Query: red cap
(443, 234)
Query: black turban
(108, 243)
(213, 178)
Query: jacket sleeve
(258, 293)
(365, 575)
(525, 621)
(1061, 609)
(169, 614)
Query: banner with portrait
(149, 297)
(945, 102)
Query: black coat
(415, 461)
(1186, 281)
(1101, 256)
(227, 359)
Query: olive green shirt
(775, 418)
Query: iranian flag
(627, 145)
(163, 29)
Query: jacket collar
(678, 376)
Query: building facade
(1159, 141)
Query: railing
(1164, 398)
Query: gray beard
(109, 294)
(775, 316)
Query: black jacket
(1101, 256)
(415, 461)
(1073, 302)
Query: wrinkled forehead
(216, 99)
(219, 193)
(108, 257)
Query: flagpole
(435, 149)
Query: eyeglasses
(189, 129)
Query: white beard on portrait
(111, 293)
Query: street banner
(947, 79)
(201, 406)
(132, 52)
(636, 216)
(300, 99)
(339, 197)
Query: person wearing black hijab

---

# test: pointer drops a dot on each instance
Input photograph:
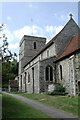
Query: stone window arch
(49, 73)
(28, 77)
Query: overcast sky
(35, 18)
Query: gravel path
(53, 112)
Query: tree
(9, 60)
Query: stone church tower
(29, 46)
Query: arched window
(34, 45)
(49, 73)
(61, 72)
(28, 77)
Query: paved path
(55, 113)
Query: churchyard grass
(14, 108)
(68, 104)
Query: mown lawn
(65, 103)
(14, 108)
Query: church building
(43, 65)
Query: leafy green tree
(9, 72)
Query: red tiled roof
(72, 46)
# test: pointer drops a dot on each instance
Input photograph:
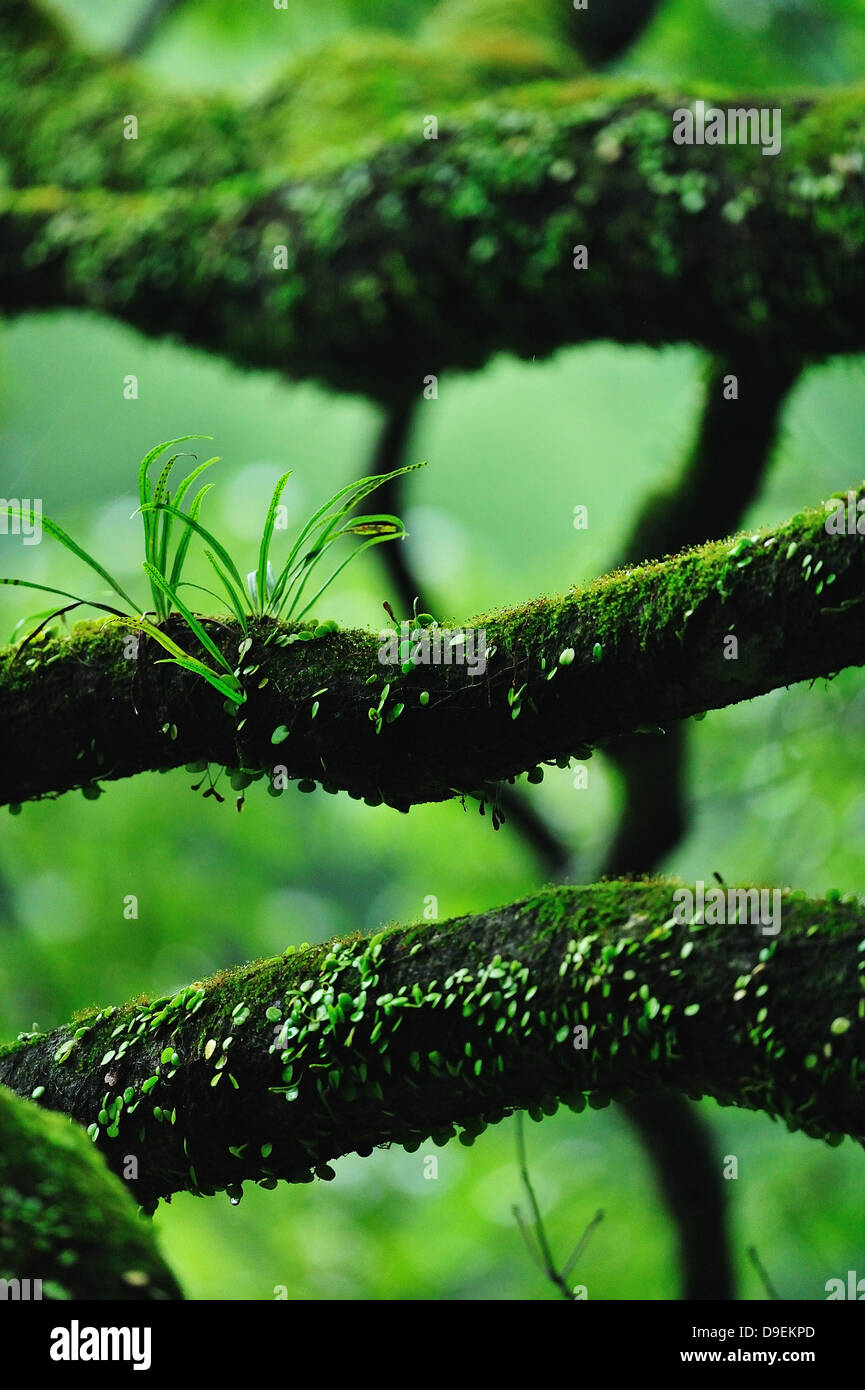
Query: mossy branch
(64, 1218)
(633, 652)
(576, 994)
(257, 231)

◆ Problem requirements
Render the records from the line with "Query: building facade" to the line with "Query: person wearing black hijab", both included, as a JSON list of strings with one string per line and blank lines left out.

◆ Solution to the exercise
[
  "Query: building facade",
  "(1159, 141)",
  "Query: railing",
  "(1164, 398)",
  "Query: gray beard",
  "(109, 294)",
  "(775, 316)",
  "Query: black jacket",
  "(1101, 256)",
  "(415, 461)",
  "(1073, 302)",
  "Query: wrinkled forehead",
  "(216, 99)",
  "(219, 193)",
  "(108, 257)",
  "Query: flagpole",
  "(435, 149)",
  "Query: eyeglasses",
  "(189, 129)",
  "Query: white beard on portrait",
  "(111, 293)",
  "Query: street banner",
  "(947, 79)",
  "(201, 406)",
  "(132, 52)",
  "(636, 216)",
  "(300, 99)",
  "(339, 197)",
  "Query: person wearing black hijab"
]